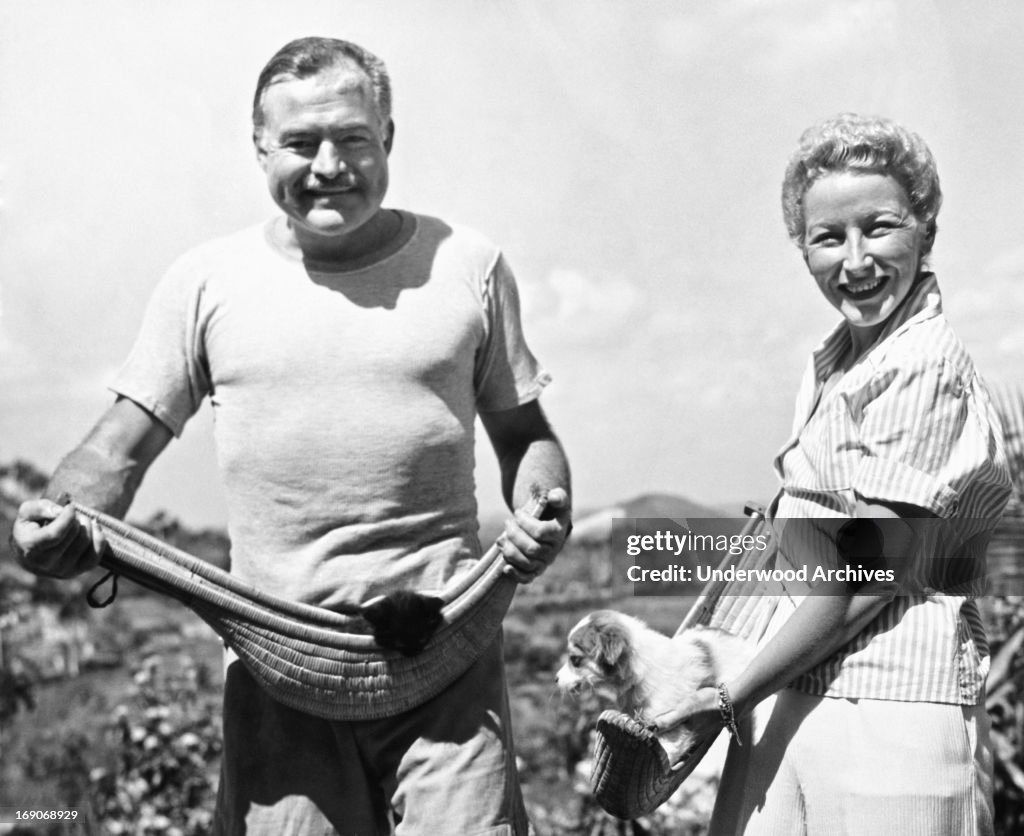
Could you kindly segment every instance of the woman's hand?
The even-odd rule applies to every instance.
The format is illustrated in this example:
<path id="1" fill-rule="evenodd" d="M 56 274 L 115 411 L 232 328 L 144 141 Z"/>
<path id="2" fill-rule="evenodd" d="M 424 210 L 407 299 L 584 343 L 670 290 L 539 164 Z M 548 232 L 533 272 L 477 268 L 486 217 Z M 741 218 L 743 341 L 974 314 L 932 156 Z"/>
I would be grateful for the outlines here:
<path id="1" fill-rule="evenodd" d="M 718 731 L 723 726 L 718 687 L 709 685 L 699 688 L 692 700 L 654 717 L 654 726 L 659 734 L 683 726 L 697 738 Z"/>

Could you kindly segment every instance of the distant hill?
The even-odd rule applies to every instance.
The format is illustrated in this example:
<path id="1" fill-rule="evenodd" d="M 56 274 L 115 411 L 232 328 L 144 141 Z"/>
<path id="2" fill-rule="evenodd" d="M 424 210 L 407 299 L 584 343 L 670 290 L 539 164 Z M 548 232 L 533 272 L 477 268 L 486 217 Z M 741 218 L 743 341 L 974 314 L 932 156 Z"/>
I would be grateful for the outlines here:
<path id="1" fill-rule="evenodd" d="M 741 509 L 737 509 L 735 515 L 738 516 L 740 511 Z M 699 519 L 730 515 L 720 508 L 701 505 L 676 494 L 641 494 L 625 502 L 581 514 L 573 524 L 572 539 L 577 543 L 607 542 L 611 538 L 612 519 Z"/>

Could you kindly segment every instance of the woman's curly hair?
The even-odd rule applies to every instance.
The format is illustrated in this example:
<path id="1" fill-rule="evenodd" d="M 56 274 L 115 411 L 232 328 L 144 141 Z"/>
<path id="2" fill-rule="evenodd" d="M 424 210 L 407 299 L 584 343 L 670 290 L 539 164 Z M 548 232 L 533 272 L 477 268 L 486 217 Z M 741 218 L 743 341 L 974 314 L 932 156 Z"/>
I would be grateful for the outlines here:
<path id="1" fill-rule="evenodd" d="M 906 192 L 914 217 L 935 239 L 942 190 L 935 158 L 925 140 L 883 117 L 843 113 L 813 125 L 800 137 L 782 180 L 782 216 L 790 238 L 804 237 L 804 196 L 820 177 L 844 171 L 887 174 Z"/>

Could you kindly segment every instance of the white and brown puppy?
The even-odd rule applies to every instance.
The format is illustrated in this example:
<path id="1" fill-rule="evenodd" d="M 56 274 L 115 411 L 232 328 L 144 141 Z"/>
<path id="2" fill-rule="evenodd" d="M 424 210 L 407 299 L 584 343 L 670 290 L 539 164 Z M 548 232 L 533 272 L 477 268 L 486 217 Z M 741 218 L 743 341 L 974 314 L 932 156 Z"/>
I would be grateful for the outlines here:
<path id="1" fill-rule="evenodd" d="M 742 670 L 753 647 L 731 633 L 693 627 L 670 637 L 640 619 L 599 610 L 575 625 L 558 687 L 579 695 L 591 687 L 608 694 L 615 707 L 648 725 L 677 713 L 695 692 Z M 670 755 L 689 744 L 685 728 L 663 738 Z"/>

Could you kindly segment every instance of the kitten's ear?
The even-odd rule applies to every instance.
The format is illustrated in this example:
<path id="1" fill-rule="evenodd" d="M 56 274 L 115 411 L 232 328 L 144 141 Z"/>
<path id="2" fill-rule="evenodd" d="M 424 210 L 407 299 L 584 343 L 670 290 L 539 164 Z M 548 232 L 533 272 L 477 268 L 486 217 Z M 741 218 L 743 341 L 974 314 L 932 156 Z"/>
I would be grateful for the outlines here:
<path id="1" fill-rule="evenodd" d="M 602 668 L 610 670 L 615 667 L 628 646 L 626 634 L 617 627 L 608 626 L 598 634 L 597 661 Z"/>

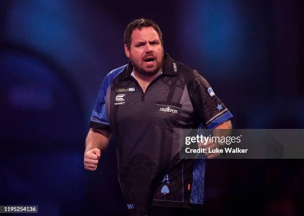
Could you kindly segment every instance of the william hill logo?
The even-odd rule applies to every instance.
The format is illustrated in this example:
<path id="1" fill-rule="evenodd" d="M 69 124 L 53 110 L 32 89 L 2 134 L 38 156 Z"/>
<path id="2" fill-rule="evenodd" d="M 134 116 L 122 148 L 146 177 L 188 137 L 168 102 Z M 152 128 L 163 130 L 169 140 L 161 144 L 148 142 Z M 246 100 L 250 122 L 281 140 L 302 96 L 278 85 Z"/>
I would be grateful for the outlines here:
<path id="1" fill-rule="evenodd" d="M 124 92 L 135 92 L 135 87 L 118 89 L 116 90 L 117 93 L 123 93 Z"/>
<path id="2" fill-rule="evenodd" d="M 174 72 L 177 72 L 177 68 L 176 67 L 176 63 L 173 63 L 173 70 L 174 70 Z"/>

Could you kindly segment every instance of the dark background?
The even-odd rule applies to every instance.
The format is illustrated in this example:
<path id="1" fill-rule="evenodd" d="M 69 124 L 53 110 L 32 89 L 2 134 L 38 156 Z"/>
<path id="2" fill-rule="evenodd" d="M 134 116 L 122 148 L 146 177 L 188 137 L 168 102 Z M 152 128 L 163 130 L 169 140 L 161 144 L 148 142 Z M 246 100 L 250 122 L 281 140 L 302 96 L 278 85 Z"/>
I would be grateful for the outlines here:
<path id="1" fill-rule="evenodd" d="M 303 5 L 1 1 L 0 205 L 38 205 L 41 216 L 127 214 L 114 144 L 95 172 L 83 154 L 99 88 L 128 62 L 123 34 L 136 18 L 159 24 L 165 50 L 204 74 L 234 128 L 304 128 Z M 301 160 L 209 160 L 206 211 L 303 215 L 304 168 Z"/>

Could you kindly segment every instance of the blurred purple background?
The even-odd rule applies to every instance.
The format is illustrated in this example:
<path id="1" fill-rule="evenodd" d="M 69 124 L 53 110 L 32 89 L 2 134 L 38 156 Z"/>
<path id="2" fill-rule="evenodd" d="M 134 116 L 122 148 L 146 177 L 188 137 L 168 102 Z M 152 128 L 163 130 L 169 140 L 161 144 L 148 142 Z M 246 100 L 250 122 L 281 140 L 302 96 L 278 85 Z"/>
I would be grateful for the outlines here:
<path id="1" fill-rule="evenodd" d="M 159 24 L 165 50 L 204 74 L 234 127 L 304 128 L 304 2 L 1 1 L 0 205 L 126 215 L 113 142 L 95 172 L 83 154 L 99 86 L 128 62 L 123 34 L 136 18 Z M 209 215 L 304 215 L 303 160 L 212 160 L 206 172 Z"/>

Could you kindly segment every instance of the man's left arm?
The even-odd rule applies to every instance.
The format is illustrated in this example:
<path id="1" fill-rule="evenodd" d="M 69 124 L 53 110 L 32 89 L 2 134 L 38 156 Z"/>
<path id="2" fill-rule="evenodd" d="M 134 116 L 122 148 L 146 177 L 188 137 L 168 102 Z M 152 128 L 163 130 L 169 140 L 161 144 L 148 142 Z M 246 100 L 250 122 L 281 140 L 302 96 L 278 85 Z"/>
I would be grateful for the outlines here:
<path id="1" fill-rule="evenodd" d="M 215 137 L 228 136 L 232 132 L 232 126 L 231 121 L 228 120 L 221 123 L 214 128 L 212 131 L 212 135 Z M 216 148 L 221 148 L 224 147 L 225 143 L 218 143 L 216 142 L 208 142 L 206 145 L 202 145 L 201 147 L 204 148 L 209 148 L 210 150 Z M 221 155 L 219 152 L 213 152 L 214 151 L 210 151 L 212 153 L 209 153 L 209 151 L 207 151 L 207 153 L 205 153 L 205 155 L 208 159 L 215 158 Z"/>

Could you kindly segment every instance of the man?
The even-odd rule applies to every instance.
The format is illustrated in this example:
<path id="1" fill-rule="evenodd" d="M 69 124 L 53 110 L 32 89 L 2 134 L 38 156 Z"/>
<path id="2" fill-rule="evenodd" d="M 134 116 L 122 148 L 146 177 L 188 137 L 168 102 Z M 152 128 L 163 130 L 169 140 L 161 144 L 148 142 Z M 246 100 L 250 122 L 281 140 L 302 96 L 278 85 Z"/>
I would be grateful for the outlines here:
<path id="1" fill-rule="evenodd" d="M 86 139 L 84 167 L 96 170 L 113 133 L 130 215 L 195 215 L 204 201 L 205 160 L 179 158 L 179 128 L 201 124 L 230 129 L 232 115 L 198 71 L 164 53 L 154 21 L 135 20 L 124 36 L 130 62 L 103 80 Z"/>

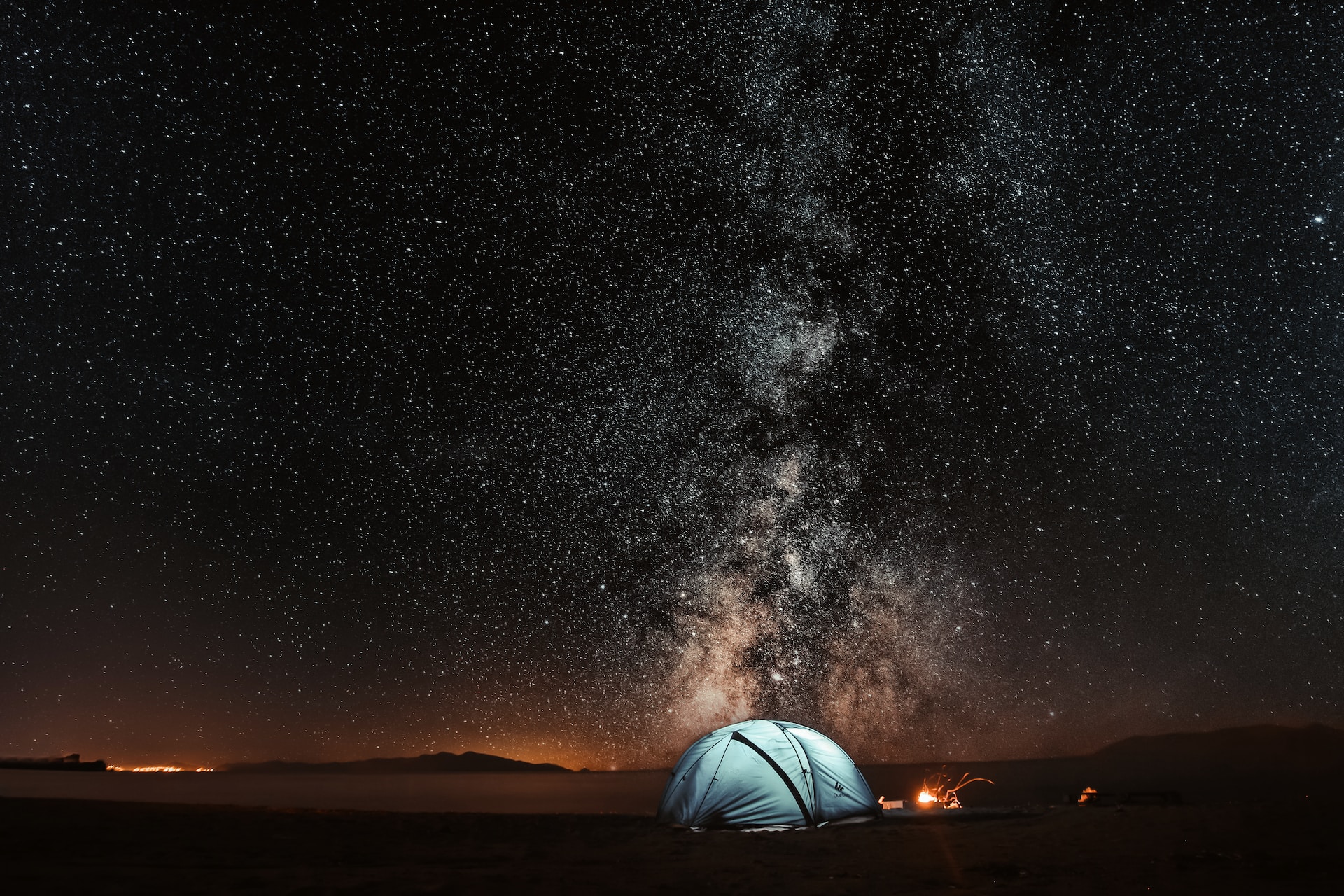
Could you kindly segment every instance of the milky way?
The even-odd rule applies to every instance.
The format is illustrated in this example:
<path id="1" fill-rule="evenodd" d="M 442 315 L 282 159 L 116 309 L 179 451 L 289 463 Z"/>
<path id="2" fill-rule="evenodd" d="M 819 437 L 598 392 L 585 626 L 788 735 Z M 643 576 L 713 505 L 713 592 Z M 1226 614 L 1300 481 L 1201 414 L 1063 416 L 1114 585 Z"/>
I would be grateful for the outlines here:
<path id="1" fill-rule="evenodd" d="M 1341 16 L 888 5 L 11 7 L 0 752 L 1344 719 Z"/>

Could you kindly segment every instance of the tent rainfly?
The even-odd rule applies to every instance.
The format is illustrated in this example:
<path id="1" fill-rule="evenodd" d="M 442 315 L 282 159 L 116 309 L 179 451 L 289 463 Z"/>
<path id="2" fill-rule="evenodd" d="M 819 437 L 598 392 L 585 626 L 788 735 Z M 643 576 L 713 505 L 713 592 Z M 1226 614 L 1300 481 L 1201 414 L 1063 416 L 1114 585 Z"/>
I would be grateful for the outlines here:
<path id="1" fill-rule="evenodd" d="M 685 827 L 820 827 L 880 815 L 863 772 L 833 740 L 753 719 L 681 754 L 657 818 Z"/>

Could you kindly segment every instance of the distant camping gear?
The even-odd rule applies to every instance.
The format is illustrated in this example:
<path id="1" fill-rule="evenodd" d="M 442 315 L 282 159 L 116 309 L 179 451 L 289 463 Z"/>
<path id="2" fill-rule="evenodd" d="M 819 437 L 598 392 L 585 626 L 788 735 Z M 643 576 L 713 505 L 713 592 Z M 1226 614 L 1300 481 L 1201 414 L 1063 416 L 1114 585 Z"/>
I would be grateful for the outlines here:
<path id="1" fill-rule="evenodd" d="M 820 827 L 882 814 L 833 740 L 792 721 L 753 719 L 681 754 L 657 819 L 685 827 Z"/>

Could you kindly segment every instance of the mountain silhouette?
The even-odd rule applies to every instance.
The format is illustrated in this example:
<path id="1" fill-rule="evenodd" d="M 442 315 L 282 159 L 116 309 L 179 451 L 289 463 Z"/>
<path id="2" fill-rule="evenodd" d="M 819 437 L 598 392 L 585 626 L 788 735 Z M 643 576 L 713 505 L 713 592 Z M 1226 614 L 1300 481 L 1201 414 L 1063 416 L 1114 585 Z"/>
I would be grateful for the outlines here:
<path id="1" fill-rule="evenodd" d="M 226 772 L 267 774 L 321 774 L 321 775 L 430 775 L 444 772 L 507 771 L 527 774 L 569 774 L 570 770 L 552 763 L 532 763 L 505 759 L 484 752 L 434 752 L 419 756 L 386 756 L 356 759 L 353 762 L 239 762 L 220 768 Z"/>

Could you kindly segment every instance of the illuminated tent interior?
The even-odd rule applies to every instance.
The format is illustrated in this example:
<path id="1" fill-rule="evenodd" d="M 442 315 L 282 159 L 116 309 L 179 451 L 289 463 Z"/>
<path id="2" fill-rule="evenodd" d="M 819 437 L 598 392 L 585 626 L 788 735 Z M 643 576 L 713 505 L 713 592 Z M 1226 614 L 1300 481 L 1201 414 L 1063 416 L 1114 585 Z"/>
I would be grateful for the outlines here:
<path id="1" fill-rule="evenodd" d="M 849 755 L 792 721 L 753 719 L 681 754 L 659 821 L 685 827 L 820 827 L 880 815 Z"/>

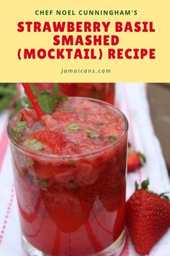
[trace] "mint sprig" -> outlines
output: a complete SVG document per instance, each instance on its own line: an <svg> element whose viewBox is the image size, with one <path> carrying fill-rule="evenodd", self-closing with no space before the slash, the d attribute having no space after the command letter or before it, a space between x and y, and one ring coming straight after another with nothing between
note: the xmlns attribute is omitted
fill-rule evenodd
<svg viewBox="0 0 170 256"><path fill-rule="evenodd" d="M114 143L114 142L116 141L116 140L117 140L117 139L116 139L116 137L115 137L115 136L111 136L109 137L109 141L110 141L111 143Z"/></svg>
<svg viewBox="0 0 170 256"><path fill-rule="evenodd" d="M79 123L69 123L68 125L67 125L67 128L69 131L78 131L81 130Z"/></svg>
<svg viewBox="0 0 170 256"><path fill-rule="evenodd" d="M88 136L91 139L98 139L99 137L99 134L95 133L95 131L90 129L85 129L85 132L88 135Z"/></svg>

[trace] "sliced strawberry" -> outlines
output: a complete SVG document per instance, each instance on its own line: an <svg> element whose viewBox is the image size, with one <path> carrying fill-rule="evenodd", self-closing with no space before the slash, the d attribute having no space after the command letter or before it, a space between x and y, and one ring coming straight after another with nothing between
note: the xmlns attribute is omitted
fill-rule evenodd
<svg viewBox="0 0 170 256"><path fill-rule="evenodd" d="M51 147L54 153L58 154L62 154L67 143L66 138L56 131L43 129L30 133L30 136L45 143Z"/></svg>
<svg viewBox="0 0 170 256"><path fill-rule="evenodd" d="M137 185L126 206L128 231L132 244L140 255L150 252L170 227L170 203L167 197L149 191L148 183L148 180L143 181L140 189Z"/></svg>
<svg viewBox="0 0 170 256"><path fill-rule="evenodd" d="M24 109L21 110L22 120L26 121L29 126L32 126L33 123L38 120L37 114L34 110Z"/></svg>
<svg viewBox="0 0 170 256"><path fill-rule="evenodd" d="M127 153L127 172L133 172L141 166L143 166L146 162L145 157L140 152L131 152Z"/></svg>

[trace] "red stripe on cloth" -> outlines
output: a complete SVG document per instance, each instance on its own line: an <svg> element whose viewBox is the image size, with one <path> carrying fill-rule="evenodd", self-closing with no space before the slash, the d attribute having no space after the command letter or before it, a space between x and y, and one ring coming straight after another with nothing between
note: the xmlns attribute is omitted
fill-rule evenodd
<svg viewBox="0 0 170 256"><path fill-rule="evenodd" d="M121 256L129 256L129 241L128 241L128 236L127 236L126 238L126 243L124 247L124 250L122 253L121 254Z"/></svg>
<svg viewBox="0 0 170 256"><path fill-rule="evenodd" d="M7 211L6 211L4 220L1 229L0 231L0 244L2 241L2 239L4 237L5 229L6 229L7 226L7 223L8 223L8 220L9 220L9 215L10 215L10 212L11 212L11 208L12 208L12 203L13 203L13 201L14 201L14 184L12 184L12 189L11 189L11 195L10 195L10 198L9 198L9 202L8 207L7 207Z"/></svg>
<svg viewBox="0 0 170 256"><path fill-rule="evenodd" d="M93 228L88 221L85 224L85 228L89 237L89 240L95 252L102 251L103 248L100 242L97 240L95 235L93 231Z"/></svg>
<svg viewBox="0 0 170 256"><path fill-rule="evenodd" d="M4 162L5 153L7 152L8 147L8 136L7 133L7 128L8 123L7 122L4 128L3 129L1 136L0 139L0 173L1 172L1 166Z"/></svg>
<svg viewBox="0 0 170 256"><path fill-rule="evenodd" d="M127 108L129 117L130 131L132 133L132 144L135 146L135 148L136 148L136 139L135 139L135 130L134 130L134 126L133 126L133 123L132 123L133 117L132 117L132 112L131 112L130 107L129 107L129 99L128 99L128 96L127 96L127 87L124 90L125 104L126 104L126 108ZM139 183L141 184L142 181L143 181L141 168L138 169L138 173L139 173Z"/></svg>

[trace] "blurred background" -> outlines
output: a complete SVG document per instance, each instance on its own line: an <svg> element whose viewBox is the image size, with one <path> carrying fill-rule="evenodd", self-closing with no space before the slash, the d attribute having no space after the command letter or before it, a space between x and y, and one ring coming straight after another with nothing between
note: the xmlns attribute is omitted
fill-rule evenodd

################

> TASK TO COMPLETE: Find each line in the rows above that contains the string "trace" and copy it out in full. Matches must have the same case.

> REPLY:
[trace] "mint sprig" -> outlines
[trace] "sliced strawberry" -> outlines
[trace] "red stripe on cloth" -> outlines
[trace] "blurred background" -> outlines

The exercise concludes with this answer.